EXERCICES
**1)** D'après le texte source, par quel moyen l'information a-t-elle été communiquée aux travailleurs lors de leur entrée en service ?
**2)** Recopiez fidèlement le passage du texte source qui va de « - Pas de consentement libre » à « sans conséquences négatives. », ces deux extrémités comprises.

TEXTE SOURCE
----------
Pas de consentement valable
L'employeur a invoqué plusieurs bases juridiques au cours de la procédure, mais a finalement estimé que le traitement était basé sur le consentement des travailleurs. La Chambre Contentieuse a examiné si ce consentement avait été valablement obtenu, mais a jugé que ce n’était pas le cas, notamment pour les raisons suivantes :
- Pas de consentement éclairé : l’information n’a été communiquée lors de l'entrée en service qu'au moyen d'une brochure de bienvenue. Elle n’a été incluse que dans un second temps au sein du règlement de travail de l’entreprise. La Chambre Contentieuse a estimé que la brochure de bienvenue contenait des informations insuffisantes concernant l’utilisation des empreintes digitales. Le règlement de travail contenait par la suite les informations suffisantes, mais il était trop tard car le travailleur avait déjà introduit la plainte. Par conséquent, les travailleurs n'ont pas été informés du traitement de leurs données à caractère personnel au moment où ils auraient dû donner leur consentement.
- Pas de consentement indubitable : bien que les travailleurs aient signé le règlement de travail et la brochure de bienvenue avant de les recevoir, la Chambre Contentieuse expose que cela ne signifie pas qu'il y ait eu un consentement sans équivoque de ces travailleurs quant au traitement de leurs données à caractère personnel.
- En outre, l'employeur a affirmé que les travailleurs disposaient de la possibilité de demander un système alternatif d'enregistrement du temps de travail. Toutefois, la Chambre Contentieuse a constaté que cette option n'était nulle part explicitement mentionnée au moment de l’implémentation du système.
- Pas de consentement libre : le consentement n'est pas considéré comme libre parce qu'il existe des conséquences négatives à ne pas consentir. Par exemple, la brochure de bienvenue indiquait explicitement que la rémunération des travailleurs était basée sur les « tics ». En outre, le règlement de travail rendait l'utilisation du système d’enregistrement du temps de travail obligatoire pour tous les travailleurs et prévoyait des sanctions en cas de non-respect. L'enregistrement du temps de travail par le bais des empreintes digitales était également le seul moyen d'enregistrement du temps de travail en vigueur chez l'employeur. Les travailleurs ne pouvaient donc pas refuser d'utiliser ce système sans conséquences négatives.
L'employeur a argumenté qu'aucune objection n'avait été soulevée par les autres travailleurs et que cette non-opposition signifiait par conséquent que le consentement avait été donné librement. Cependant, la Chambre Contentieuse a rejeté cet argument. Elle a rappelé, conformément aux lignes directrices de l’European Data Protection Board (EDPB) sur le consentement, que le déséquilibre des pouvoirs entre l'employeur et le travailleur rend très difficile le consentement libre dans un contexte de travail. Les travailleurs, en raison de leur position de dépendance, sont moins susceptibles de s'opposer à une obligation imposée par leur employeur. On peut en déduire que la Chambre Contentieuse n'exclut pas de facto le consentement comme base juridique dans une relation de travail, mais qu'elle interprète cette notion de consentement de manière assez stricte dans ce contexte. On suppose que cela implique au moins qu'une solution alternative au système d’enregistrement du temps de travail soit proposée.
----------
LIGNES EXTRAITES

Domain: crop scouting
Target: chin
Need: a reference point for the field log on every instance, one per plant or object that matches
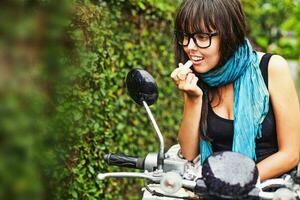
(200, 69)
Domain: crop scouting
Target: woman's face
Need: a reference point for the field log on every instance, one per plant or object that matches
(204, 59)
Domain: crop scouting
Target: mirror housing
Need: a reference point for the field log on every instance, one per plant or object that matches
(141, 87)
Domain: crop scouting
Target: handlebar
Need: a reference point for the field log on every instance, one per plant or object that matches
(124, 161)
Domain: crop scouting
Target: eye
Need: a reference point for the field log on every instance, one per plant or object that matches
(201, 37)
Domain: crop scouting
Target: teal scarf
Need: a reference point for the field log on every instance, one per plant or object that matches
(251, 99)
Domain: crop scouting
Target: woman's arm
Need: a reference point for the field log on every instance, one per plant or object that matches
(287, 116)
(188, 135)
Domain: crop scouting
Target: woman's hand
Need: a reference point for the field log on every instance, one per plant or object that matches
(186, 81)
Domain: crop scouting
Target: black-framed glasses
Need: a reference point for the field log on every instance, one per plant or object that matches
(202, 40)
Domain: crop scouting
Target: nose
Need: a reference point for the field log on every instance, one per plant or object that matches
(192, 45)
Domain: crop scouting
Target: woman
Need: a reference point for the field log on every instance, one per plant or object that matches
(234, 98)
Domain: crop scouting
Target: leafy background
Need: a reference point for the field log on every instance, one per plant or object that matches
(62, 93)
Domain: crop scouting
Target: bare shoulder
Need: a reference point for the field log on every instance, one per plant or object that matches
(278, 64)
(280, 78)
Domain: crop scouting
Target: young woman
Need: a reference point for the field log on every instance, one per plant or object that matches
(234, 97)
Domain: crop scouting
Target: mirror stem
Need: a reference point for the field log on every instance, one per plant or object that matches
(161, 155)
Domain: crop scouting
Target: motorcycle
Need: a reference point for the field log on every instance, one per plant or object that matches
(167, 175)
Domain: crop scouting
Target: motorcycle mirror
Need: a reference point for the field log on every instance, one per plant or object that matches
(141, 87)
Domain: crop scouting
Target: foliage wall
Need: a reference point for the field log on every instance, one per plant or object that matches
(63, 101)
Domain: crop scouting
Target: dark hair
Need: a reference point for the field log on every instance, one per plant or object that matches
(224, 16)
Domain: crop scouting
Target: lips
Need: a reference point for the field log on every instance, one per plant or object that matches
(196, 59)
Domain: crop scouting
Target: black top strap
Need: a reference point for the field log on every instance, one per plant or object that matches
(264, 62)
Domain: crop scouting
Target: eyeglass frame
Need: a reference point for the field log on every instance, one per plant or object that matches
(191, 35)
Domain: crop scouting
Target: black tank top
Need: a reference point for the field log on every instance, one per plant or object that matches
(220, 130)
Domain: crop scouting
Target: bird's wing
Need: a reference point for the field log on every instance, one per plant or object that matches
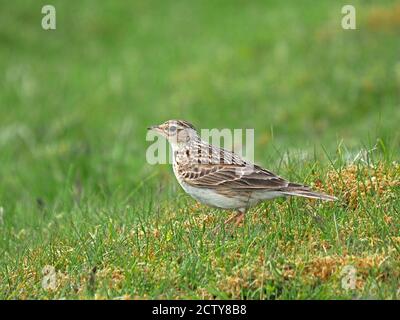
----------
CORRIGÉS
**1)** Au moyen d'une brochure de bienvenue.

**2)**
- Pas de consentement libre : le consentement n'est pas considéré comme libre parce qu'il existe des conséquences négatives à ne pas consentir. Par exemple, la brochure de bienvenue indiquait explicitement que la rémunération des travailleurs était basée sur les « tics ». En outre, le règlement de travail rendait l'utilisation du système d’enregistrement du temps de travail obligatoire pour tous les travailleurs et prévoyait des sanctions en cas de non-respect. L'enregistrement du temps de travail par le bais des empreintes digitales était également le seul moyen d'enregistrement du temps de travail en vigueur chez l'employeur. Les travailleurs ne pouvaient donc pas refuser d'utiliser ce système sans conséquences négatives.